DIRECTIONS: An exact transcription of all the data is the expected reply.

RECORDS:
=== Section Start ===

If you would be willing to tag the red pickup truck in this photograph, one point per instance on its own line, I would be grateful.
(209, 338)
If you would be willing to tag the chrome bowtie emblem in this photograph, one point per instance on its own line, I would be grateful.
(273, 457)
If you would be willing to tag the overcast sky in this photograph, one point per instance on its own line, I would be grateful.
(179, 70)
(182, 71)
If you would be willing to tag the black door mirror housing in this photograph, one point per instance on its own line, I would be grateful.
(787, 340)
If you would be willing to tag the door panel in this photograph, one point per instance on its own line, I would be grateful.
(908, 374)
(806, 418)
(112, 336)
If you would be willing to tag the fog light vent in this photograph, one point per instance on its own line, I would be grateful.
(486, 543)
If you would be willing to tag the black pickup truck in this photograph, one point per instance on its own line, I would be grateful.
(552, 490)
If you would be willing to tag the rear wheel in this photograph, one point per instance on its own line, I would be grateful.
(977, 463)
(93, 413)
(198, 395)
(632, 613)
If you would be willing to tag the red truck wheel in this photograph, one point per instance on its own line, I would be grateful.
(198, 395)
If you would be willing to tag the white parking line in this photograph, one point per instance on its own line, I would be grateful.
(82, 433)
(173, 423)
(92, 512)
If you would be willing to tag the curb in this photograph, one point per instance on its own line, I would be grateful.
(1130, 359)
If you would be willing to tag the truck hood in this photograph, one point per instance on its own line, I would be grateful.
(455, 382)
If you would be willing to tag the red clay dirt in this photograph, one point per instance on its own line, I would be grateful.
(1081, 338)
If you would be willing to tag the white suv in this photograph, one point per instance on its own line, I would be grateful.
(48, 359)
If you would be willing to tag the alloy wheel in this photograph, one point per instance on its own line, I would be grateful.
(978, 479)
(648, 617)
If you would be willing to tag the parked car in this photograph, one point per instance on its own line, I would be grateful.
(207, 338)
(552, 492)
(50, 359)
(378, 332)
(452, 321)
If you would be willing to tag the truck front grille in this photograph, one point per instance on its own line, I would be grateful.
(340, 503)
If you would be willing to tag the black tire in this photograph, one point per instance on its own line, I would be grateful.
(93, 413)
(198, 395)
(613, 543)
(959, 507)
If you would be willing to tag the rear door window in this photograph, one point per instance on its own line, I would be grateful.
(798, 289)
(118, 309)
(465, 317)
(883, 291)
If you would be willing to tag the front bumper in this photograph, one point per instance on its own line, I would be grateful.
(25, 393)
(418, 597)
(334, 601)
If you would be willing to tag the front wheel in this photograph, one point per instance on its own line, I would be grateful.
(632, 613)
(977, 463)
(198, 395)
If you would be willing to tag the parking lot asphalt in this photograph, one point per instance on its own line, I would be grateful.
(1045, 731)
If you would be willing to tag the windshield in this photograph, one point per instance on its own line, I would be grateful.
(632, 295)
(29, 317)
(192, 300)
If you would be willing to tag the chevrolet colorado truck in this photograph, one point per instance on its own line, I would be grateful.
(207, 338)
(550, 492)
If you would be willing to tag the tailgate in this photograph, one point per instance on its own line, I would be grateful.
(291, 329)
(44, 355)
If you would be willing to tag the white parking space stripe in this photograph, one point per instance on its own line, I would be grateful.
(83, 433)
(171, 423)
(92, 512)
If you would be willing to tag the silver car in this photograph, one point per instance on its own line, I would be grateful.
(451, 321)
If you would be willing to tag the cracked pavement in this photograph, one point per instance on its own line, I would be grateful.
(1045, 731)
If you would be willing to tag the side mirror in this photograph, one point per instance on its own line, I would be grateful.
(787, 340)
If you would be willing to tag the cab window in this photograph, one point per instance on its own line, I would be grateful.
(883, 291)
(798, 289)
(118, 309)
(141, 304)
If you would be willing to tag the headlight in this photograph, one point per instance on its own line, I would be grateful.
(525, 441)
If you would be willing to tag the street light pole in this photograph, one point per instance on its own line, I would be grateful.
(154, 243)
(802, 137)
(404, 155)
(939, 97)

=== Section End ===

OUTPUT:
If you would be willing to tag the red pickup truck in this photograph, one point per instance on its own line, I would be grateful.
(209, 338)
If you would be willing to tag the chrome bowtie emblem in this photograph, one point per instance on its own line, I would be grateful.
(273, 457)
If you would be willing to tag the overcast sky in this photograph, one point per instance on its own line, I would be grateful.
(179, 70)
(182, 71)
If you would be willing to tag the black door mirror housing in this photograph, one point per instance on its own line, I would be grateful.
(787, 340)
If you would be willing to tag the door panel in this photograph, one point per instance on its own line, I would be grateful.
(908, 374)
(806, 418)
(112, 336)
If you would be willing to tag the fog light vent in this photograph, one point per instance on its own line, I would be grateful.
(486, 543)
If you would be willing to tag the black pickup truck in this photograph, one point per instance on its own line, I would be grateful.
(552, 490)
If you would be willing to tag the rear wheel in this photograph, one point per instance on its own line, I would be grateful.
(977, 463)
(93, 413)
(198, 395)
(632, 613)
If you would be willing to tag the red truck wheel in this photograph, one point per instance on its own line, I would be grateful.
(198, 395)
If you would be willing to tag the white parking line in this photograph, one point per instance on its own line, I would be grateful.
(82, 433)
(173, 423)
(92, 512)
If you would be willing to tag the curb in this photograph, one point per instance on its own line, I would be grateful.
(1130, 359)
If you would be willing to tag the truck hood in this photograph, one point per instance on its own line, I would be grateful.
(455, 382)
If you would be willing to tag the red clay dirt in this photograph, one point per instance on its own line, I would be grateful.
(1081, 338)
If you would be willing to tag the white suv in this photograph, one point per instance on its own line, I would be grateful.
(48, 359)
If you would be willing to tag the alloy wheel in this photograph, one point per instance on its own line, I would be grateful.
(978, 479)
(648, 617)
If you would be willing to tag the parked car in this photograph, one point per instance on its own line, I would be grateful.
(207, 338)
(552, 492)
(50, 359)
(378, 332)
(452, 321)
If you would be willing to tag the truck front grille in this photograph, one point per instance on its own line, I would be grateful.
(340, 503)
If you would be willing to tag the black tire in this photograph, one point per instance on its own line, I would be grateful.
(93, 413)
(198, 395)
(613, 543)
(959, 507)
If you would be willing to tag the rear door window in this photograph, one point per instance on its own line, I would be grateful.
(798, 289)
(118, 309)
(465, 317)
(883, 291)
If you would be willing to tag the front bumper in this photograph, one point per instance on its own line, I would be grateful.
(25, 393)
(418, 597)
(334, 601)
If you would be willing to tag the front wheel in this photograph, one point per instance on its own line, I would be grateful.
(632, 613)
(977, 463)
(198, 395)
If you would be willing to tag the parking lot asphalt in this photograph, one point per instance on its own line, I would be grateful.
(1045, 731)
If you would be willing to tag the windshield in this photograph, one point per instance on its own line, I would be grateful.
(632, 295)
(29, 317)
(192, 300)
If you would be willing to tag the chevrolet colorado truck in this photograph, one point per instance on its own line, I would be grateful.
(207, 338)
(550, 492)
If you would be willing to tag the tailgate in this photograph, one point per instance on its own line, I would be grateful.
(291, 329)
(44, 355)
If you would be willing to tag the white parking space stripe in this photograph, one point per instance on its own line, I would be grateful.
(83, 433)
(171, 423)
(92, 512)
If you would be willing to tag the silver car in this photograph, one point per instance on its own line, I would be grateful.
(451, 321)
If you would be willing to tag the cracked pavement in this photograph, one point per instance on its own line, I would be grateful.
(1045, 731)
If you would be willing to tag the side mirror in this photograph, one point per instance on its own line, I would be grateful.
(787, 340)
If you would be willing to tag the cab window in this photograph, one point per instance on its own line, I would be grateful.
(883, 291)
(798, 289)
(118, 309)
(141, 304)
If you would be willing to tag the headlight in this photograph, one point per instance on its own line, I would be grateful.
(525, 441)
If you would be willing to tag the street light pole in this photograph, one point per instance on its own line, I would be grateful.
(154, 243)
(802, 137)
(404, 155)
(939, 97)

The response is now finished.